Sonata n. 3 in si minore per pianoforte, Op. 58, BI 155, CI 203


Musica: Fryderyk Chopin (1810 - 1849)
  1. Allegro maestoso
  2. Scherzo: Molto vivace (mi bemolle maggiore)
  3. Largo (si maggiore)
  4. Finale: Presto, non tanto. Agitato
Organico: pianoforte
Composizione: 1844
Edizione: Meissonnier, Parigi, 1845
Dedica: contessa Emilie de Perthuis
Guida all'ascolto 1 (nota 1)

Se escludiamo un'opera giovanile pubblicata postuma e catalogata come n. 1, sono solo due le sonate per pianoforte nel repertorio di Chopin. L'ultima di queste in ordine cronologico, la Sonata in si minore op. 58 (estate 1844), è quella che più si adegua allo schema formale tradizionale, sebbene con diverse licenze (la mancanza del primo tema nella ripresa nell'Allegro maestoso, l'uso dello Scherzo come secondo tempo, eccetera) che vanno tuttavia considerate nella norma, in un periodo in cui la sonata classica era entrata decisamente in crisi.

La scarsa frequentazione con quella che pochi decenni addietro era la forma principe della composizione strumentale non crea peraltro alcun impaccio al poeta della piccola forma, che riesce perfettamente a riversare il suo personalissimo materiale sonoro all'interno di un'opera di grandi proporzioni. Certo in Chopin non prevale la geometria e la razionalità dei suoi grandi predecessori nello scomporre e nel rielaborare i temi, quanto piuttosto un senso dell'evoluzione e della mutazione del loro carattere emotivo. È questa tuttavia un'opera nella quale Chopin non indulge particolarmente a richiami emozionali immediati, ma che, una volta conosciuta con una certa profondità, consente di farsi sedurre dall'ascolto come fosse un affascinante volo panoramico.
━━━━━━━━━━━━━━━━
Compito richiesto
Per favore, indica se ciascuna affermazione concorda con il testo sulla sonata di Chopin, rispondendo sì o no e citando le parole decisive del testo. 1. La sonata fu composta nel 1844. 2. L'edizione indicata fu pubblicata a Vienna. 3. Lo Scherzo è usato come terzo tempo.

Blocco dati
━━━━━━━━━━━━━━━━
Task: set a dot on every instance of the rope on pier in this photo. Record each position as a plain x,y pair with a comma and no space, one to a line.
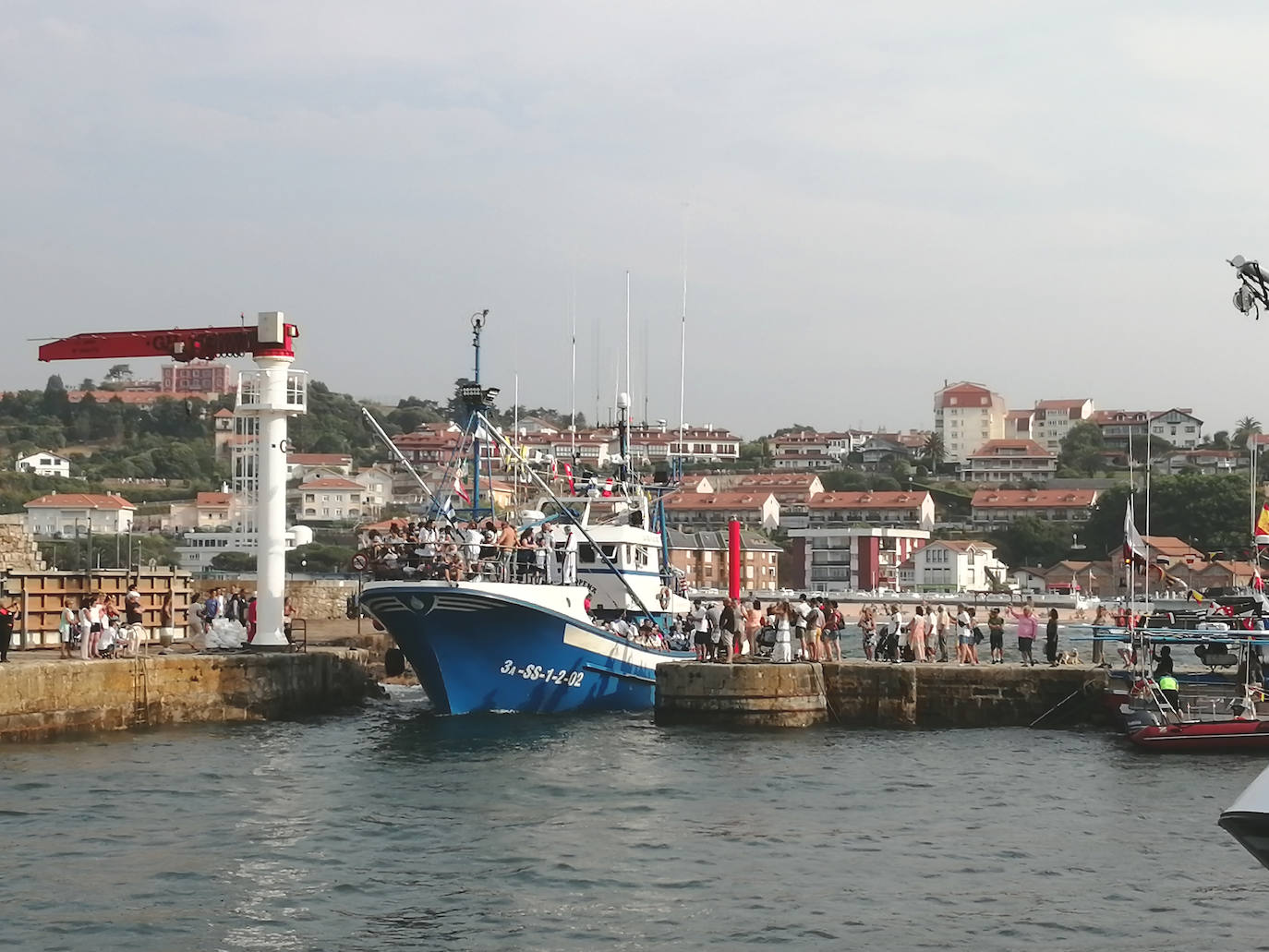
━━━━━━━━━━━━━━━━
Risultato
1. Sì: «Composizione: 1844».
2. No: «Edizione: Meissonnier, Parigi, 1845».
3. No: «l'uso dello Scherzo come secondo tempo».